Topic Overview

Consensus Algorithms (Raft, Paxos)

Learn how distributed systems achieve consensus among nodes using Raft and Paxos algorithms.

Consensus is the problem of getting multiple nodes in a distributed system to agree on a value, even in the presence of failures. Raft and Paxos are two fundamental consensus algorithms.


What is Consensus?

Consensus algorithms ensure that:

  • Agreement: All non-faulty nodes agree on the same value
  • Validity: The agreed value was proposed by some node
  • Termination: All nodes eventually decide on a value
  • Integrity: A node decides at most one value

Use cases: Distributed databases, configuration management, leader election, state machine replication.


Raft Algorithm

Raft is designed to be understandable while providing the same fault tolerance as Paxos.

Key Concepts

Leader-based: One leader handles all client requests and replicates to followers.

Terms: Time periods numbered sequentially. Each term has at most one leader.

Log replication: Leader appends entries to its log, replicates to followers.

Safety: Leader only commits entries that are replicated to majority.

States

  1. Follower: Passive, responds to leader heartbeats
  2. Candidate: Seeking votes to become leader
  3. Leader: Handles client requests, replicates log

Leader Election

class RaftNode {
  private state: 'follower' | 'candidate' | 'leader' = 'follower';
  private currentTerm: number = 0;
  private votedFor: number | null = null;
  private log: LogEntry[] = [];
  private commitIndex: number = 0;

  async startElection(): Promise<void> {
    this.state = 'candidate';
    this.currentTerm++;
    this.votedFor = this.myId;

    const votes = await Promise.all(
      this.nodes.map(node => this.requestVote(node))

- [Supplied data]
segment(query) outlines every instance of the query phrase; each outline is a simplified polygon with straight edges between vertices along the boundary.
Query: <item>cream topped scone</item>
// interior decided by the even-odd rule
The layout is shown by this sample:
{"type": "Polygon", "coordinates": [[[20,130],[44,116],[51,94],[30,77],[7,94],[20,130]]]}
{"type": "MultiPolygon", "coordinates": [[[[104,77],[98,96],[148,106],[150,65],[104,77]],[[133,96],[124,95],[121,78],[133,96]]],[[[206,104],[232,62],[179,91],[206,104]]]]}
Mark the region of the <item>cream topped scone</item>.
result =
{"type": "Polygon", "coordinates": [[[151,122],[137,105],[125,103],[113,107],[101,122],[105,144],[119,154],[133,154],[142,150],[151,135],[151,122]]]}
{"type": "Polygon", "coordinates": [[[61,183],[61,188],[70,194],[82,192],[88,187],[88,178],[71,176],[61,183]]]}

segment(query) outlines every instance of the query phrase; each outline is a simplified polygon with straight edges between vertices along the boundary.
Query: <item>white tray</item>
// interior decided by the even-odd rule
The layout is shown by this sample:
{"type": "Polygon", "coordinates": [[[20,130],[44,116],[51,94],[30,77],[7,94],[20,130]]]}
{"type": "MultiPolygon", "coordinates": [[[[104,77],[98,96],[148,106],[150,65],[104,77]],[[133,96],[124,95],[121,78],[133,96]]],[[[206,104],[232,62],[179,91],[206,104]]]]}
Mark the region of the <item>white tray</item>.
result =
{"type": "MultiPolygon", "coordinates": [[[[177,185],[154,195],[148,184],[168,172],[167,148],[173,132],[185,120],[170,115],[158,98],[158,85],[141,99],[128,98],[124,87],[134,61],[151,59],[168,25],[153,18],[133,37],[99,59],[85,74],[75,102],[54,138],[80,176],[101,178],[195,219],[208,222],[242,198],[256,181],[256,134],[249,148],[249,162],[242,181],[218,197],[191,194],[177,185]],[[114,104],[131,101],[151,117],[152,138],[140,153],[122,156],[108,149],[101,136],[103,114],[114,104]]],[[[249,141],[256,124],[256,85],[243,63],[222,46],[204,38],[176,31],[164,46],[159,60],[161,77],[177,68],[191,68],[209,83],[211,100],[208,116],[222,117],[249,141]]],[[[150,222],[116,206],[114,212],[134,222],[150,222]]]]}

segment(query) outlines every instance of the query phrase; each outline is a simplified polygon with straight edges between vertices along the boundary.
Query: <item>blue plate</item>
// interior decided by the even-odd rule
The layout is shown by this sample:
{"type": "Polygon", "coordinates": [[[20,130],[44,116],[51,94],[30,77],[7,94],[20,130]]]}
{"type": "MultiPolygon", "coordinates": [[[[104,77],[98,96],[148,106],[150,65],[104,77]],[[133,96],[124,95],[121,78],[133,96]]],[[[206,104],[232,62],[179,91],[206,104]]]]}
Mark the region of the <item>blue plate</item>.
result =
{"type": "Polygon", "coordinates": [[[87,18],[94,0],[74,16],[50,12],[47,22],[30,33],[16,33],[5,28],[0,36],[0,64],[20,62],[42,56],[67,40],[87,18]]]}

- [Task goal] Continue the consensus algorithms page from where it stops, picking up inside the unfinished election code.

- [Task output]
    );

    const voteCount = votes.filter(v => v).length;
    if (voteCount > this.nodes.length / 2) {
      this.becomeLeader();
    }
  }

  async requestVote(node: Node): Promise<boolean> {
    const response = await node.requestVote({
      term: this.currentTerm,
      candidateId: this.myId,
      lastLogIndex: this.log.length,
      lastLogTerm: this.log[this.log.length - 1]?.term || 0
    });

    if (response.term > this.currentTerm) {
      this.currentTerm = response.term;
      this.state = 'follower';
      return false;
    }

    return response.voteGranted;
  }
}

Log Replication

async appendEntry(entry: LogEntry): Promise<void> {
  this.log.push({ ...entry, term: this.currentTerm });

  // Replicate to followers
  const responses = await Promise.all(
    this.followers.map(follower => this.replicateLog(follower))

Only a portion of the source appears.